++++ SUPPLIED RECORDS ++++

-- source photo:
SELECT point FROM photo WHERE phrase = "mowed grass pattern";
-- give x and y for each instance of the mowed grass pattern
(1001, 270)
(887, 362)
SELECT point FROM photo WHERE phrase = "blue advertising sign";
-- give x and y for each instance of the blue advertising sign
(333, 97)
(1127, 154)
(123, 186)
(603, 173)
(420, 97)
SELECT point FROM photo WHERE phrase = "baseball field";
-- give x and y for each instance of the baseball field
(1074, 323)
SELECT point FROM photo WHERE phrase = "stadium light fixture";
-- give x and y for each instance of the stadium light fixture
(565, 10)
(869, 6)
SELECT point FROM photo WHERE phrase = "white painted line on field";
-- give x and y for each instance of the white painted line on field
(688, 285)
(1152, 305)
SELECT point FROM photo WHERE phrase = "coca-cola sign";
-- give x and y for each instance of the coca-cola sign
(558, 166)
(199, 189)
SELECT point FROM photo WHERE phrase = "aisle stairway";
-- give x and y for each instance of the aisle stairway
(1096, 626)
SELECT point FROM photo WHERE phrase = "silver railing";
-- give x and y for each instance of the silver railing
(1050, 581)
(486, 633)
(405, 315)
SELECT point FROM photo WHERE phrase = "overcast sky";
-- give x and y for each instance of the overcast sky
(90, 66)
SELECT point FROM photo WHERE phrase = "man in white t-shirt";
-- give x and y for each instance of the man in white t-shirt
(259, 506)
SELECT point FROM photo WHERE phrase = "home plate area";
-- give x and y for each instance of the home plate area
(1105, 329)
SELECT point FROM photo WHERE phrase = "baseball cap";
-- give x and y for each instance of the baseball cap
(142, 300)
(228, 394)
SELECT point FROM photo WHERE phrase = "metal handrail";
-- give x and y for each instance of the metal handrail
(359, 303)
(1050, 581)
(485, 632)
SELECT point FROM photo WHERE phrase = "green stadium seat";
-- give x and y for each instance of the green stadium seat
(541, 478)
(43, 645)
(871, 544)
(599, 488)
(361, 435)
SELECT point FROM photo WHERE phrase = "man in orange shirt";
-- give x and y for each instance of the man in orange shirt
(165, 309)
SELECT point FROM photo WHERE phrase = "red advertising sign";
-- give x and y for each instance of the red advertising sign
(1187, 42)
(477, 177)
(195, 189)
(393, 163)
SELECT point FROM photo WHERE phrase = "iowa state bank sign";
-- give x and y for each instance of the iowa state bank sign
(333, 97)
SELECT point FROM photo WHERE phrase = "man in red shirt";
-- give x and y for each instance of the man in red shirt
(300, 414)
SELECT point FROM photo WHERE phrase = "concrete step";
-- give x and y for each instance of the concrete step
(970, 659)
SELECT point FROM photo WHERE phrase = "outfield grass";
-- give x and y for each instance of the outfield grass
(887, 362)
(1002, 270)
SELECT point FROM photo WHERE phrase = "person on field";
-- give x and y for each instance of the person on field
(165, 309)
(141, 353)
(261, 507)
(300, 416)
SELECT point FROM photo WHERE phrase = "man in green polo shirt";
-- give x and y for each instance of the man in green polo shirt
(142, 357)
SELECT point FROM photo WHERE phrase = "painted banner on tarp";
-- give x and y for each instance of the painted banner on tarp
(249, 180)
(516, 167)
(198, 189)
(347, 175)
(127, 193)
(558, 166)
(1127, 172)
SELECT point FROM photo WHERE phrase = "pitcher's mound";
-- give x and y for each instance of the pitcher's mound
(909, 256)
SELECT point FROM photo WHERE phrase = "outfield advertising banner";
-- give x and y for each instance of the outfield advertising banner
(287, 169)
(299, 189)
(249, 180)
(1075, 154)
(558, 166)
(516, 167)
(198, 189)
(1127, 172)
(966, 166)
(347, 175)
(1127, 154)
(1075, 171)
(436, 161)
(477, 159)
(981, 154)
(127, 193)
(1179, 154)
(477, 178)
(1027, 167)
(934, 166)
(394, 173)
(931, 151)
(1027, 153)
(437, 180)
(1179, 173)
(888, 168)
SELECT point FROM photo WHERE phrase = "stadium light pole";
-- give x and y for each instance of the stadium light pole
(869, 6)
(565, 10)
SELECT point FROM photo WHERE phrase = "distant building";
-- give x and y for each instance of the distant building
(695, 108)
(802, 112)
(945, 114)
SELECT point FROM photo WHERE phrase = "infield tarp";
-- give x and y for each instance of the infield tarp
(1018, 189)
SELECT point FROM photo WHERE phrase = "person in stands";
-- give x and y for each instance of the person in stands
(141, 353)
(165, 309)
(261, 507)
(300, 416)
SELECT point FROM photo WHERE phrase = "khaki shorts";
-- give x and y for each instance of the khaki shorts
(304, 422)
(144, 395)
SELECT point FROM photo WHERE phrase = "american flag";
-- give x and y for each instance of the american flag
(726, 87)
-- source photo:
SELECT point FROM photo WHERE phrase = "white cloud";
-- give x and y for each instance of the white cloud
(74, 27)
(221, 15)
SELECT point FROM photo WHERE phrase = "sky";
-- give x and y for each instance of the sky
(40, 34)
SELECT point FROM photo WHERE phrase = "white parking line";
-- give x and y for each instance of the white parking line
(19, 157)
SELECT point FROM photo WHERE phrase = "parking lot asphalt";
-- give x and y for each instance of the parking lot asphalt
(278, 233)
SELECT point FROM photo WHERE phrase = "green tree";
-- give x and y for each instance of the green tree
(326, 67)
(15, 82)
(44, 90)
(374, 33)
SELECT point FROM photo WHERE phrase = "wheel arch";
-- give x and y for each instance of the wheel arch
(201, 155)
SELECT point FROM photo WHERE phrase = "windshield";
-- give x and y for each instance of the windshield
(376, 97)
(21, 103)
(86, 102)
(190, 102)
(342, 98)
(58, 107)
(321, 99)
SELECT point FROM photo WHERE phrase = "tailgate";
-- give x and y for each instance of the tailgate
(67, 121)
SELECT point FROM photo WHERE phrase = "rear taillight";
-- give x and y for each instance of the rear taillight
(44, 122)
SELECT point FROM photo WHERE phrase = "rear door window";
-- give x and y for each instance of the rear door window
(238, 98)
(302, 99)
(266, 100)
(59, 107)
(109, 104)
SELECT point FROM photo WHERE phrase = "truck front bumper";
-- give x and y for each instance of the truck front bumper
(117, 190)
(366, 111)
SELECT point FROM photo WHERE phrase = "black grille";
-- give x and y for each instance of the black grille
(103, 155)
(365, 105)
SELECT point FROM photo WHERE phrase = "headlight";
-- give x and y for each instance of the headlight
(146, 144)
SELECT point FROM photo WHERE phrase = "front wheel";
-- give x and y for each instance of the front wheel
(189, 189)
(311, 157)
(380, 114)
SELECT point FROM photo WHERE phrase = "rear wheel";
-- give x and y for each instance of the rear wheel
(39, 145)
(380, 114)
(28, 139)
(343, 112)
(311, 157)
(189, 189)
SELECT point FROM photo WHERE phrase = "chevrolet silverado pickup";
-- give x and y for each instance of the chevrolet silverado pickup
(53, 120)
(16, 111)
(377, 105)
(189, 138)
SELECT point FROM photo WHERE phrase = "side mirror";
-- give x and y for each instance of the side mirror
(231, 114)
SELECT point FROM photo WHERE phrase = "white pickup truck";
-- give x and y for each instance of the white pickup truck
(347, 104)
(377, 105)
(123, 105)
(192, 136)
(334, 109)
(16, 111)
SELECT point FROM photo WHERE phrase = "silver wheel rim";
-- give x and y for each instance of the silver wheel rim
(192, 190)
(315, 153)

++++

#### [DIRECTIONS]
Return every line of the items above that contains the string "infield".

#### [SOLVED EXERCISE]
SELECT point FROM photo WHERE phrase = "infield tarp";
-- give x and y for each instance of the infield tarp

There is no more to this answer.